# Session 10: Cross-Validation

Let's put in practice what we learned about cross-validation.

In this case, we are going to use the `K-Fold` cross-validation technique to evaluate the performance of a model.

We will be trying different combinations of hyperparameters for a `RandomForestClassifier` model within the `K-Fold` cross-validation. At the end, we will choose the best hyperparameters based on the average accuracy of the model.

In [1]:
from sklearn.ensemble import RandomForestClassifier
from sklearn.model_selection import train_test_split
from sklearn.metrics import accuracy_score, confusion_matrix, precision_score, recall_score
from sklearn.preprocessing import OneHotEncoder
from sklearn.model_selection import cross_validate
import pandas as pd
import numpy as np
import plotly.express as px


In [2]:
data = pd.read_csv('/Users/dgh/Desktop/IE/ie-pda/pda2_pt/data/shipping.csv')

data.columns = [col.replace('.', '_').replace(' ', '_').lower() for col in data.columns]

data.head()

Unnamed: 0,id,warehouse_block,mode_of_shipment,customer_care_calls,customer_rating,cost_of_the_product,prior_purchases,product_importance,gender,discount_offered,weight_in_gms,reached_on_time_y_n
0,1,D,Flight,4,2,177,3,low,F,44,1233,1
1,2,F,Flight,4,5,216,2,low,M,59,3088,1
2,3,A,Flight,2,2,183,4,low,M,48,3374,1
3,4,B,Flight,3,3,176,4,medium,M,10,1177,1
4,5,C,Flight,2,2,184,3,medium,F,46,2484,1


## The dataset

In this dataset, we have information about different orders shipped by an e-commerce company. The dataset contains the following columns:

- **ID:** ID Number of Customers.
- **Warehouse block:** The Company has a big Warehouse which is divided into blocks such as A, B, C, ...
- **Mode of shipment:** The Company ships the products in multiple ways such as Ship, Flight, and Road.
- **Customer care calls:** The number of calls made for enquiry of the shipment.
- **Customer rating:** The company has rated from every customer. 1 is the lowest (Worst), 5 is the highest (Best).
- **Cost of the product:** Cost of the Product in US Dollars.
- **Prior purchases:** The Number of Prior Purchases.
- **Product importance:** The company has categorized the product in various parameters such as low, medium, high.
- **Gender:** Male and Female.
- **Discount offered:** Discount offered on that specific product.
- **Weight in gms:** It is the weight in grams.
- **Reached on time:** It is the target variable, where 1 indicates that the product has NOT reached on time and 0 indicates it has reached on time.

## Question 1

Separate the dataset into features and target variable.

## Question 2

Is the dataset balanced?

## Question 3

Dealing with the ID: should we keep it in the dataset?

If there are several rows with the same ID then it might be important to understand recurrence. If not, we can drop it.

Please check if there are any repeated IDs in the dataset. If there are, keep the column, otherwise drop it.

## Question 4 

Which are the categorical columns in the dataset?

Raw records:
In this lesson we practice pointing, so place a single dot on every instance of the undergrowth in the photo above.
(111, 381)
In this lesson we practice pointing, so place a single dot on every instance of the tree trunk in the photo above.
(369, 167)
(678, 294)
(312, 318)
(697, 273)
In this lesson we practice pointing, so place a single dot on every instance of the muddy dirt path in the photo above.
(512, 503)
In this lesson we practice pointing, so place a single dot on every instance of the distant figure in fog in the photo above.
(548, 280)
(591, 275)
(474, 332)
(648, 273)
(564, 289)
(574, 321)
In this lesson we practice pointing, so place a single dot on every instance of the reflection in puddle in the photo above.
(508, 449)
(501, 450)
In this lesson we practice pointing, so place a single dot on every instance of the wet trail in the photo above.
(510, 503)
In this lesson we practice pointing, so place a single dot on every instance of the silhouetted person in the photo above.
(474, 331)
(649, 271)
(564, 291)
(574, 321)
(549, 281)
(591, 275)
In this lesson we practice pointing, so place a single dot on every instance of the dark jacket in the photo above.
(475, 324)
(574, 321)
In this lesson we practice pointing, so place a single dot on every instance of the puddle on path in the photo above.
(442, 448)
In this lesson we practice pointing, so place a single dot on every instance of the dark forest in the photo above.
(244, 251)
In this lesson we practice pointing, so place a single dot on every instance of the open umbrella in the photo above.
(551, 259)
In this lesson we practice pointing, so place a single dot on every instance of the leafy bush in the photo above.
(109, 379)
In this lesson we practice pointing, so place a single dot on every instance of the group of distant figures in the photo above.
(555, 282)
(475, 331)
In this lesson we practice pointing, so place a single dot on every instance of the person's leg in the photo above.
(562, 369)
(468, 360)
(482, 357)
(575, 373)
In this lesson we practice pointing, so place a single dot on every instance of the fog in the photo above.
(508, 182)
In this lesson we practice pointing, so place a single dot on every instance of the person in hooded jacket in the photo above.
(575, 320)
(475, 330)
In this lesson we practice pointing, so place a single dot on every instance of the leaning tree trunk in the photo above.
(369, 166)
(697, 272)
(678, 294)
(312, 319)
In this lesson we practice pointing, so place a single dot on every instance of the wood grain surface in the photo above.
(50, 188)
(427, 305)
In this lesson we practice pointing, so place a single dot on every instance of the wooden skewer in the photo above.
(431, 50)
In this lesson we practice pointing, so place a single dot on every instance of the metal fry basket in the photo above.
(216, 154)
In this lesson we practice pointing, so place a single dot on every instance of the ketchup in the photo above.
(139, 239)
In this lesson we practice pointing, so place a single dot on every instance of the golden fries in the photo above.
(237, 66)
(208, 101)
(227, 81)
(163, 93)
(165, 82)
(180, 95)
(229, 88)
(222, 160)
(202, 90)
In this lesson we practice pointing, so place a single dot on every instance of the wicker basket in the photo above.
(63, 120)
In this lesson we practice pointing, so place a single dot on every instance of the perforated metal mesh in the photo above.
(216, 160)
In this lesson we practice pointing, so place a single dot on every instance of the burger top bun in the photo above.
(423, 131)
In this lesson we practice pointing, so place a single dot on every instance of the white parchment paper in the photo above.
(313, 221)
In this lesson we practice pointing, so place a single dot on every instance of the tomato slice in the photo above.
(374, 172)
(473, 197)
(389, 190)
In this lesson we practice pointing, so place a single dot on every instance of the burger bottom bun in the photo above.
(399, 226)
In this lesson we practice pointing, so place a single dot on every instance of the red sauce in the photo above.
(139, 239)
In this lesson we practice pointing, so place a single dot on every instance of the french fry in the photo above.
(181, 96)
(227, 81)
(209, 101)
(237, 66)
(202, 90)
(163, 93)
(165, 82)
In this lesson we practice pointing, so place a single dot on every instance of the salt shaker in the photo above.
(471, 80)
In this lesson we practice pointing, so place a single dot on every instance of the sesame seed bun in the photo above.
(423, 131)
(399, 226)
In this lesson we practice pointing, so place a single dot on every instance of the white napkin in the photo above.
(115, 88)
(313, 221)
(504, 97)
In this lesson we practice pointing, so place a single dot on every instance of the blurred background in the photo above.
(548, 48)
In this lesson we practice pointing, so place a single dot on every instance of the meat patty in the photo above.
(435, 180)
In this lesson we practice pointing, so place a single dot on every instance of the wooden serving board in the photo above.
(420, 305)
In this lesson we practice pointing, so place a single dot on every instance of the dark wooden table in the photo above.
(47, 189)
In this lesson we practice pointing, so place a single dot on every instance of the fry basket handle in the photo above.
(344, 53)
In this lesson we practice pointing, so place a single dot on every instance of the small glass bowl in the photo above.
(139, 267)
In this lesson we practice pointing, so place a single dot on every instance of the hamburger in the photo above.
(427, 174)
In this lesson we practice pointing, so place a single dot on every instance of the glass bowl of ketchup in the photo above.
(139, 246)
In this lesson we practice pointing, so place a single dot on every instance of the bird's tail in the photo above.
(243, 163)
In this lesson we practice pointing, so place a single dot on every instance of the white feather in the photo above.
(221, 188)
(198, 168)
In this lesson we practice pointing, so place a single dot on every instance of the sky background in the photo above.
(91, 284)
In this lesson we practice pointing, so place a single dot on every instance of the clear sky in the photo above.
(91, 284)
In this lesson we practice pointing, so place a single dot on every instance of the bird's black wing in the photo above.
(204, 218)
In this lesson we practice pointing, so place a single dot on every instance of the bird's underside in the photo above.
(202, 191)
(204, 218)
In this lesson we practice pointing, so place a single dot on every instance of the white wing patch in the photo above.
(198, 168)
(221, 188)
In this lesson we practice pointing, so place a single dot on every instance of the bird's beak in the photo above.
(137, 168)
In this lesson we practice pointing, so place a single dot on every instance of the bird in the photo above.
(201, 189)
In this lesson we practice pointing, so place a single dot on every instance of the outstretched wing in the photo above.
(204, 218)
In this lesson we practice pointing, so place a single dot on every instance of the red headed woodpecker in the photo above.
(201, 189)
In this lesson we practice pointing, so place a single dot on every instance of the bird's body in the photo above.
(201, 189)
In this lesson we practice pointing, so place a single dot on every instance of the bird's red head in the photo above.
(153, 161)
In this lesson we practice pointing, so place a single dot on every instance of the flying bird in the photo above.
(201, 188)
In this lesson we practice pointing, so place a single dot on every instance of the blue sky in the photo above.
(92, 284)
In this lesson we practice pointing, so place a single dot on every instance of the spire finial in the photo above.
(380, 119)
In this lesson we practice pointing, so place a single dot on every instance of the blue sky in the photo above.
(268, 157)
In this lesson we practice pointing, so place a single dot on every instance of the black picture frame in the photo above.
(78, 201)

Tasks to complete:
[a] Answer these about the cross-validation session:
(i) Which model's hyperparameters are tried within the K-Fold cross-validation?
(ii) In the reached-on-time column, what does a value of 1 indicate?
(iii) Which ways of shipping products are named for the mode-of-shipment column?
[b] Return each line of the records that contains the string "distant".

Answers provided:
[a]
(i) A RandomForestClassifier model.
(ii) The product has NOT reached on time.
(iii) Ship, Flight, and Road.

[b]
In this lesson we practice pointing, so place a single dot on every instance of the distant figure in fog in the photo above.
In this lesson we practice pointing, so place a single dot on every instance of the group of distant figures in the photo above.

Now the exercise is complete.